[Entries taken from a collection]
::::::::
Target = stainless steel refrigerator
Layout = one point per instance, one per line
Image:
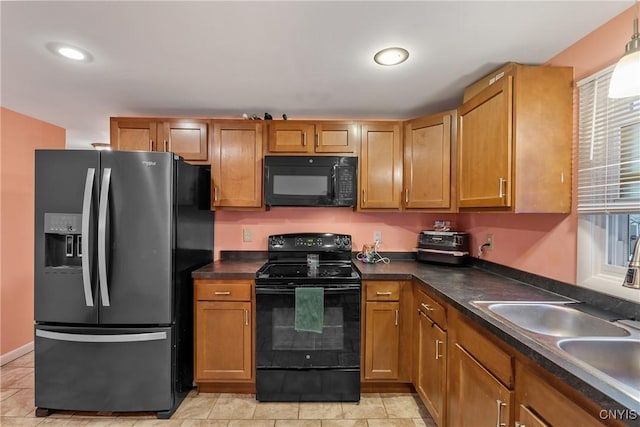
(117, 235)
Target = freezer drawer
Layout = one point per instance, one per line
(89, 369)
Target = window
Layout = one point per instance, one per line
(608, 186)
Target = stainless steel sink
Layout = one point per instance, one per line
(615, 357)
(553, 319)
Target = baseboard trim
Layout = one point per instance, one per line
(14, 354)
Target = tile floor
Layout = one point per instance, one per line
(215, 409)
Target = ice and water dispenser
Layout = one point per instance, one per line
(63, 240)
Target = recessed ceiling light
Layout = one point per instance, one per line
(69, 52)
(391, 56)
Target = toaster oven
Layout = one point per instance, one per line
(443, 247)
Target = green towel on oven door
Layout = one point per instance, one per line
(309, 310)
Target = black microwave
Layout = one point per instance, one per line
(310, 180)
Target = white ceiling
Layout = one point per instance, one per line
(308, 59)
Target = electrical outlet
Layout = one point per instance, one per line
(489, 241)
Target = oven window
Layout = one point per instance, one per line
(285, 337)
(279, 345)
(292, 185)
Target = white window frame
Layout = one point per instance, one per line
(593, 271)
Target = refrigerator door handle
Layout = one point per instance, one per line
(61, 336)
(86, 213)
(102, 236)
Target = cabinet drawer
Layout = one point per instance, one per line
(493, 358)
(434, 310)
(383, 291)
(223, 290)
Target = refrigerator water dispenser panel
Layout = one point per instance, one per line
(63, 240)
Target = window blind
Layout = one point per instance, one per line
(608, 149)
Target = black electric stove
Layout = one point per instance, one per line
(295, 363)
(288, 259)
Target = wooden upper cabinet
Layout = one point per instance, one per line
(380, 166)
(428, 166)
(187, 138)
(302, 137)
(134, 134)
(336, 137)
(514, 141)
(236, 161)
(485, 144)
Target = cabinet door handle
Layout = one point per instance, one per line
(438, 355)
(500, 405)
(501, 182)
(427, 307)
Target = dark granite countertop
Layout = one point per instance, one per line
(231, 269)
(459, 286)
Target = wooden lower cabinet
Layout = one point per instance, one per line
(387, 331)
(481, 377)
(430, 354)
(431, 373)
(223, 331)
(545, 404)
(480, 399)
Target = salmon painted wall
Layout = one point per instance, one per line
(541, 243)
(19, 136)
(399, 230)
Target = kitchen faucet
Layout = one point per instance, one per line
(632, 278)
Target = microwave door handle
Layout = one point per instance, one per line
(334, 181)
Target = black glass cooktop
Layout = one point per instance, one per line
(293, 271)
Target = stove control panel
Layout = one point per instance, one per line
(304, 242)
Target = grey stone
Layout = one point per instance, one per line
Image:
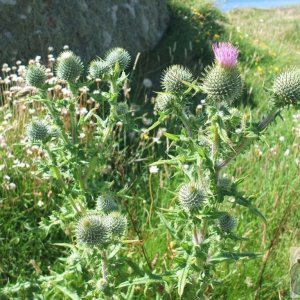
(89, 27)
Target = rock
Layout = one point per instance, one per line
(89, 27)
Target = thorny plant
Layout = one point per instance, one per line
(203, 225)
(84, 124)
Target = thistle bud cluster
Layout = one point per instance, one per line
(104, 226)
(115, 58)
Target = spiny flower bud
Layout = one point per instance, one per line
(91, 231)
(116, 223)
(173, 78)
(69, 66)
(226, 54)
(36, 75)
(118, 56)
(122, 108)
(191, 196)
(287, 88)
(164, 101)
(227, 222)
(106, 204)
(98, 68)
(224, 184)
(222, 84)
(38, 131)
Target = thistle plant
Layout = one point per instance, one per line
(204, 224)
(77, 132)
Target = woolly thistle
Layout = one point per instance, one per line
(287, 88)
(36, 75)
(164, 101)
(69, 66)
(38, 131)
(191, 196)
(118, 56)
(224, 184)
(226, 54)
(106, 204)
(221, 84)
(98, 68)
(122, 109)
(173, 78)
(116, 223)
(91, 231)
(227, 222)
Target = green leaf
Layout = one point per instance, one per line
(183, 276)
(232, 256)
(68, 293)
(246, 203)
(171, 136)
(147, 279)
(168, 225)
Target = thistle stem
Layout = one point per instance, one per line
(104, 266)
(264, 123)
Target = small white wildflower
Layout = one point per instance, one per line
(153, 169)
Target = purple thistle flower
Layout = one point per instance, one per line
(226, 54)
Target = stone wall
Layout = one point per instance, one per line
(89, 27)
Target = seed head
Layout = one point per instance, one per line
(91, 231)
(226, 54)
(227, 222)
(221, 84)
(116, 223)
(106, 204)
(36, 75)
(69, 66)
(38, 131)
(173, 78)
(287, 88)
(98, 68)
(191, 196)
(118, 56)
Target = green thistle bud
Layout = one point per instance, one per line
(227, 222)
(36, 75)
(98, 68)
(122, 109)
(38, 131)
(69, 66)
(106, 204)
(173, 78)
(164, 101)
(223, 84)
(118, 56)
(116, 223)
(191, 196)
(225, 184)
(287, 88)
(91, 231)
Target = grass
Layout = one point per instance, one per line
(270, 169)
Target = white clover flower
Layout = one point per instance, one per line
(153, 170)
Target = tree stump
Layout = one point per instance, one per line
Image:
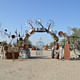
(66, 51)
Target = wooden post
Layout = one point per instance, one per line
(66, 51)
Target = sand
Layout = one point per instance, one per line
(39, 68)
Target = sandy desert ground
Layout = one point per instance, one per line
(39, 68)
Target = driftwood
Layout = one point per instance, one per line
(12, 53)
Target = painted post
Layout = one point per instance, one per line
(66, 51)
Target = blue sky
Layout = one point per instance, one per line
(65, 13)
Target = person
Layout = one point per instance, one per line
(56, 51)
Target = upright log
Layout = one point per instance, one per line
(66, 51)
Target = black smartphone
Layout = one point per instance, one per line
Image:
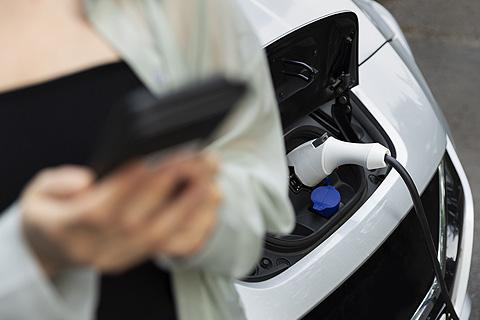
(142, 124)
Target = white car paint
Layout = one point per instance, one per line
(273, 19)
(405, 109)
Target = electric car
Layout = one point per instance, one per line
(343, 69)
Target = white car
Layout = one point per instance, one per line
(343, 68)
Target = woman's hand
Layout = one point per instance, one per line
(133, 215)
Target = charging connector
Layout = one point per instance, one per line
(315, 160)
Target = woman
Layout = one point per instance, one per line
(63, 63)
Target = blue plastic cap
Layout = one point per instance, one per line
(326, 200)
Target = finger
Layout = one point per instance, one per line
(63, 181)
(99, 207)
(174, 214)
(211, 162)
(151, 198)
(154, 195)
(192, 237)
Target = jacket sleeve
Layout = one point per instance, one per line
(253, 179)
(25, 293)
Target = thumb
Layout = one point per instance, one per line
(64, 181)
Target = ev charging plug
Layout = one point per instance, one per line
(315, 160)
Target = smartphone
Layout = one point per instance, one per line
(143, 124)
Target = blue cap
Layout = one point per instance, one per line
(326, 200)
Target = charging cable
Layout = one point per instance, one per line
(314, 160)
(422, 219)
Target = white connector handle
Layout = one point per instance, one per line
(313, 162)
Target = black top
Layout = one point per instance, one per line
(58, 122)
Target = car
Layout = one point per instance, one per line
(344, 69)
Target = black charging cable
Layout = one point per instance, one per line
(422, 219)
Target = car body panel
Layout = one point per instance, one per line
(459, 295)
(272, 19)
(403, 105)
(399, 104)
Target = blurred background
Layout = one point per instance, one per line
(445, 38)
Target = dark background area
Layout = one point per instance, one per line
(445, 38)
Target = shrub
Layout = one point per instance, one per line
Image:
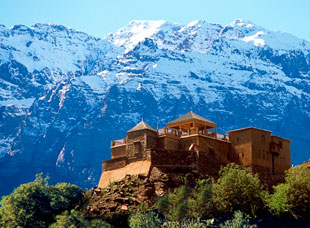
(277, 203)
(200, 203)
(186, 202)
(294, 195)
(36, 204)
(189, 223)
(74, 219)
(144, 220)
(28, 206)
(238, 221)
(238, 189)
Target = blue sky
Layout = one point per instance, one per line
(99, 17)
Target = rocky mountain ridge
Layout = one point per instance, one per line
(64, 94)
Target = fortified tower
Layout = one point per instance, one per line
(191, 142)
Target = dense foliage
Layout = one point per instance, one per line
(238, 189)
(37, 204)
(75, 219)
(236, 199)
(293, 196)
(186, 201)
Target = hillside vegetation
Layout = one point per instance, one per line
(236, 199)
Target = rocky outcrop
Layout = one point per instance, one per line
(136, 193)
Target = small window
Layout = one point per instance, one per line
(280, 145)
(263, 138)
(137, 147)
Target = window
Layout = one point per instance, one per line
(280, 144)
(136, 147)
(263, 138)
(263, 155)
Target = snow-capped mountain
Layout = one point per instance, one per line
(64, 94)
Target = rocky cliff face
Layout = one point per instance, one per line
(64, 94)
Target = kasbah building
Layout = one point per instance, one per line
(191, 142)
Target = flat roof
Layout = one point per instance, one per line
(189, 116)
(280, 137)
(248, 128)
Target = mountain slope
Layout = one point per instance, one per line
(64, 95)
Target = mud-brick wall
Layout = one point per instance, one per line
(172, 142)
(118, 151)
(132, 138)
(172, 158)
(187, 141)
(266, 176)
(222, 149)
(112, 164)
(209, 165)
(152, 140)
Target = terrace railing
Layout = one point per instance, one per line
(118, 142)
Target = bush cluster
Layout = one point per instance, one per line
(38, 204)
(234, 200)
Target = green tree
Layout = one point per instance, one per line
(277, 203)
(36, 204)
(187, 202)
(144, 220)
(294, 195)
(64, 196)
(28, 206)
(238, 221)
(200, 202)
(238, 189)
(74, 219)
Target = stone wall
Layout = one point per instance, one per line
(118, 151)
(172, 158)
(113, 164)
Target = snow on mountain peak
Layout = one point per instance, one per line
(135, 32)
(242, 23)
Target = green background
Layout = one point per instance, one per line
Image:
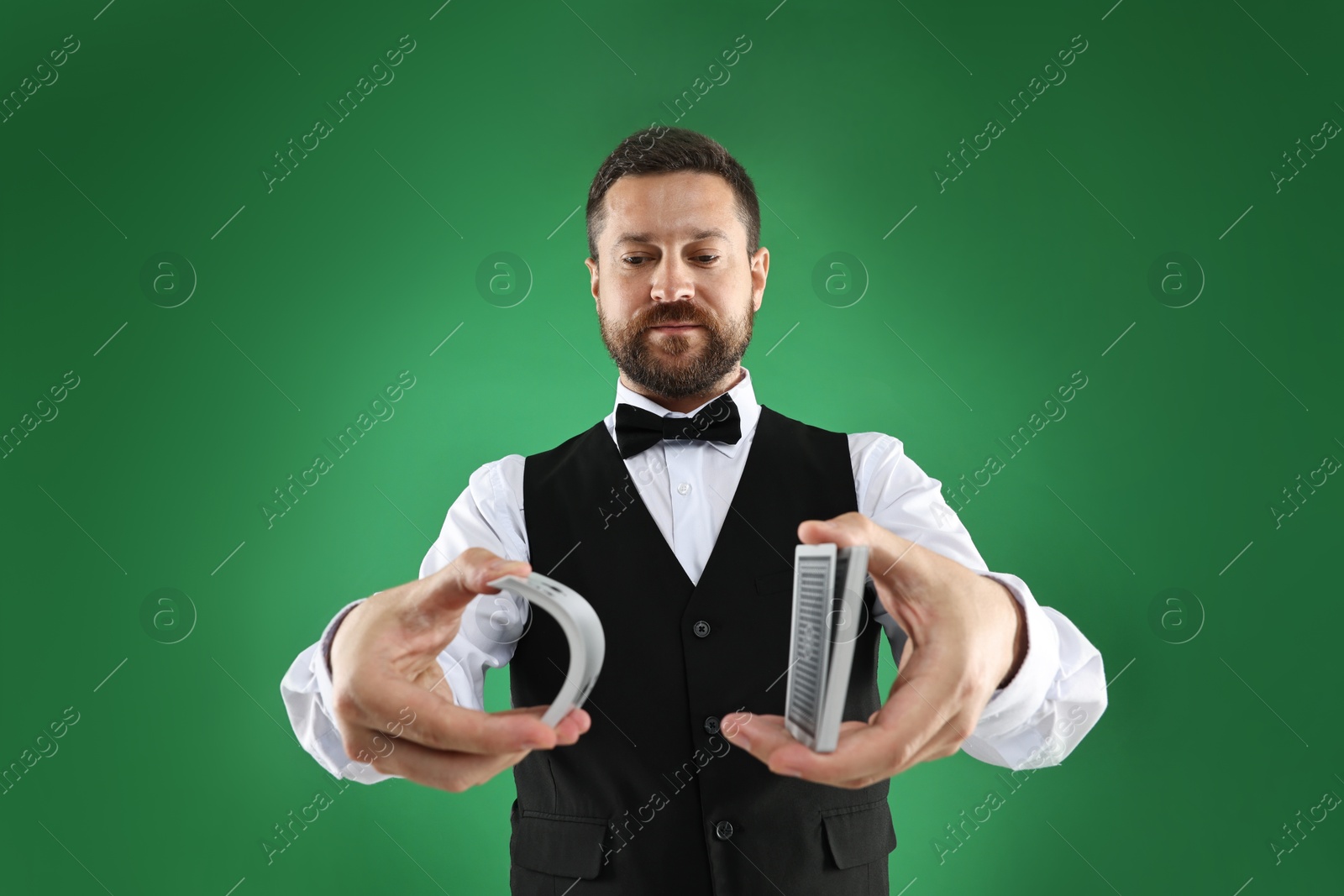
(987, 297)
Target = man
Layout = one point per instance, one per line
(676, 517)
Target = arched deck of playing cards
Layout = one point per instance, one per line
(582, 627)
(827, 614)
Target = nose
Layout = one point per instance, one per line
(672, 280)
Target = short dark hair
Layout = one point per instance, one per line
(659, 149)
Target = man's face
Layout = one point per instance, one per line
(675, 289)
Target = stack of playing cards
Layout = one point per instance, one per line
(582, 627)
(827, 620)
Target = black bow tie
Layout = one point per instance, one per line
(638, 430)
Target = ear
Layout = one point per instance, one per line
(759, 270)
(591, 266)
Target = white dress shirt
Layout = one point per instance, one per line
(1055, 698)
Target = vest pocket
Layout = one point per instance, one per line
(564, 846)
(859, 835)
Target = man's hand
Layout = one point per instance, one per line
(385, 665)
(967, 634)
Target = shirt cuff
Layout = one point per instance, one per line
(1014, 705)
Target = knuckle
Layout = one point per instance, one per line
(344, 705)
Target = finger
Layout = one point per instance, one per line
(465, 577)
(759, 735)
(914, 714)
(886, 550)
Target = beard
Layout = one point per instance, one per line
(676, 365)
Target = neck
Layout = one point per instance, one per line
(690, 402)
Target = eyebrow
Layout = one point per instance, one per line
(648, 238)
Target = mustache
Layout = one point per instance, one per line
(663, 315)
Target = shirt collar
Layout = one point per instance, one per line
(743, 396)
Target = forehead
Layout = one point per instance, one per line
(671, 204)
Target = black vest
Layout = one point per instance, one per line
(654, 799)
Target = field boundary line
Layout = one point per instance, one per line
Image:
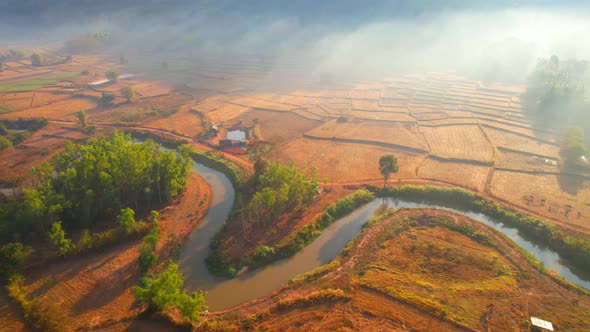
(366, 142)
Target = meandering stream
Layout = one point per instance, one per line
(224, 293)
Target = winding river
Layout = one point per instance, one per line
(224, 293)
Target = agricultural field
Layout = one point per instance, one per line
(518, 142)
(441, 128)
(64, 109)
(394, 134)
(345, 162)
(462, 174)
(413, 270)
(465, 142)
(561, 197)
(291, 125)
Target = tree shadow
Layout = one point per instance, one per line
(570, 184)
(108, 289)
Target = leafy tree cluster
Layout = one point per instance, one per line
(12, 55)
(572, 145)
(89, 182)
(556, 91)
(164, 293)
(280, 189)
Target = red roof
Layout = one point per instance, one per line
(235, 150)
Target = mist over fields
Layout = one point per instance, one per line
(498, 40)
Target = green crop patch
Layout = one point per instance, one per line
(37, 83)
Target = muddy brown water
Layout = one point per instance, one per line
(224, 293)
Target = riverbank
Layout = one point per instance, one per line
(420, 269)
(94, 290)
(574, 248)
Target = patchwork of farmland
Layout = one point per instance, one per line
(441, 127)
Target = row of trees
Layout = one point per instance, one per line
::::::::
Update the listing from the line containing "Target = row of trees" through its end by replacing "instance" with "item" and leaving everything else unchanged.

Target = row of trees
Layout = one point per item, one per line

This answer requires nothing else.